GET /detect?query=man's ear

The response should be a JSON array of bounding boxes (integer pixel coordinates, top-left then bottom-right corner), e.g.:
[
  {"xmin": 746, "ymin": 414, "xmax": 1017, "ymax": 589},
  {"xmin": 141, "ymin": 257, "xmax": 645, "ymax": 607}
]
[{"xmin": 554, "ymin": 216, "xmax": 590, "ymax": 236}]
-----
What you are asked to do -
Reproduce all the material above, requests included, but shift every bounding-box coordinate in the answers by -71. Leave the numbers in the requests and their format samples unchanged.

Expected output -
GET /detect?query=man's ear

The response should be a JSON array of bounding boxes (integer pixel coordinates, top-left then bottom-right corner), e.g.:
[
  {"xmin": 746, "ymin": 414, "xmax": 1017, "ymax": 589},
  {"xmin": 141, "ymin": 257, "xmax": 645, "ymax": 607}
]
[{"xmin": 483, "ymin": 145, "xmax": 519, "ymax": 165}]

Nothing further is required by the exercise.